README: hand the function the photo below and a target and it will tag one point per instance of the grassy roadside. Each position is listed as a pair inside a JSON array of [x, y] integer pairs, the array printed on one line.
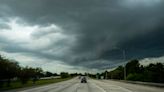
[[17, 84]]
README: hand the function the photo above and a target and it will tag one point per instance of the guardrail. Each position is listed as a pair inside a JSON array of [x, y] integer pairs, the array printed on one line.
[[144, 83]]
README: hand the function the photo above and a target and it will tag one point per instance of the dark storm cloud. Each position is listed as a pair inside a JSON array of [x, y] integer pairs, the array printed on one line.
[[102, 28]]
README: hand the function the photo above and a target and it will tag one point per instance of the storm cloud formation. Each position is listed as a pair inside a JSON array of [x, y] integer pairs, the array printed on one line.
[[85, 33]]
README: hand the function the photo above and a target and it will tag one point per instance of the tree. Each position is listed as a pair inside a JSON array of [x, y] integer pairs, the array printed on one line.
[[26, 74], [8, 70]]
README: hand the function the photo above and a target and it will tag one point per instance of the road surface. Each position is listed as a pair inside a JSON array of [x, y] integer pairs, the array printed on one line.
[[74, 85]]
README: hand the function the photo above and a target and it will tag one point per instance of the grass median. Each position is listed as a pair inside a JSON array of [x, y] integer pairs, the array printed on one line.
[[18, 84]]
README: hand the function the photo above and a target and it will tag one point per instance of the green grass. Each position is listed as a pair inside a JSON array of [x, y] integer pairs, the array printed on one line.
[[17, 84]]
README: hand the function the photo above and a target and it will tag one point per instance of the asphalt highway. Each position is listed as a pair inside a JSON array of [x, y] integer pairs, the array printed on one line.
[[74, 85]]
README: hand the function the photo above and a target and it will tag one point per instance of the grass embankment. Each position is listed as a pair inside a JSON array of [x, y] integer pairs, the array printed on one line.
[[17, 84]]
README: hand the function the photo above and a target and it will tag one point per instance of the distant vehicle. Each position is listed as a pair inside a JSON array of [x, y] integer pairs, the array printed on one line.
[[83, 80]]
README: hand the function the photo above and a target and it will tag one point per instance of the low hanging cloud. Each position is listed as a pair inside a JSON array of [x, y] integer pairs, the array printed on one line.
[[90, 34]]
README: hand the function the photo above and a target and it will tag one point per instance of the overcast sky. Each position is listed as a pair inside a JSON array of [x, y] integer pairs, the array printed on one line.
[[81, 35]]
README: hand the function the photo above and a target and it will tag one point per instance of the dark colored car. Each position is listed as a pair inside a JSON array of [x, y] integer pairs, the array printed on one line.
[[83, 80]]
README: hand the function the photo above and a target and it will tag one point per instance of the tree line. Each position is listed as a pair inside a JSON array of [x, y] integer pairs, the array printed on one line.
[[10, 71], [137, 72]]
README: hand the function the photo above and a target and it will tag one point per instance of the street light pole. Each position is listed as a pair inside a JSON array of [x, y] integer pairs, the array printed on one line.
[[124, 57]]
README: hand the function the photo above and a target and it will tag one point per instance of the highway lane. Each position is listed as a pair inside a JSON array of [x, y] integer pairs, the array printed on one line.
[[74, 85]]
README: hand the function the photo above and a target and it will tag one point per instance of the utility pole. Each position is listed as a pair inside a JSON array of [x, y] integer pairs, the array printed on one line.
[[124, 58]]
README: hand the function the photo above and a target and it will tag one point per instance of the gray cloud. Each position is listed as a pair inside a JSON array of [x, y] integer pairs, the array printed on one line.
[[98, 28]]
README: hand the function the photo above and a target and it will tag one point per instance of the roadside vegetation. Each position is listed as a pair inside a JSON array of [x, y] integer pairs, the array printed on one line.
[[137, 72], [12, 75]]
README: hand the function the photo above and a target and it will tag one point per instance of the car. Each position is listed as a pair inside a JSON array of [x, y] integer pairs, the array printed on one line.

• _WHAT THE TASK REQUIRES_: Return, unchanged, the part of the rows that opens with the line containing "of the roadside" and closes with the line containing "[[137, 72], [12, 75]]", including both of those lines.

• _RESPONSE FOR THIS EXERCISE_:
README: hand the function the photo above and a target and it will tag one point per instance of the roadside vegetation. Each position is listed as a pair inside a JSON array of [x, y] integer pairs, the array printed on one line.
[[137, 72], [12, 75]]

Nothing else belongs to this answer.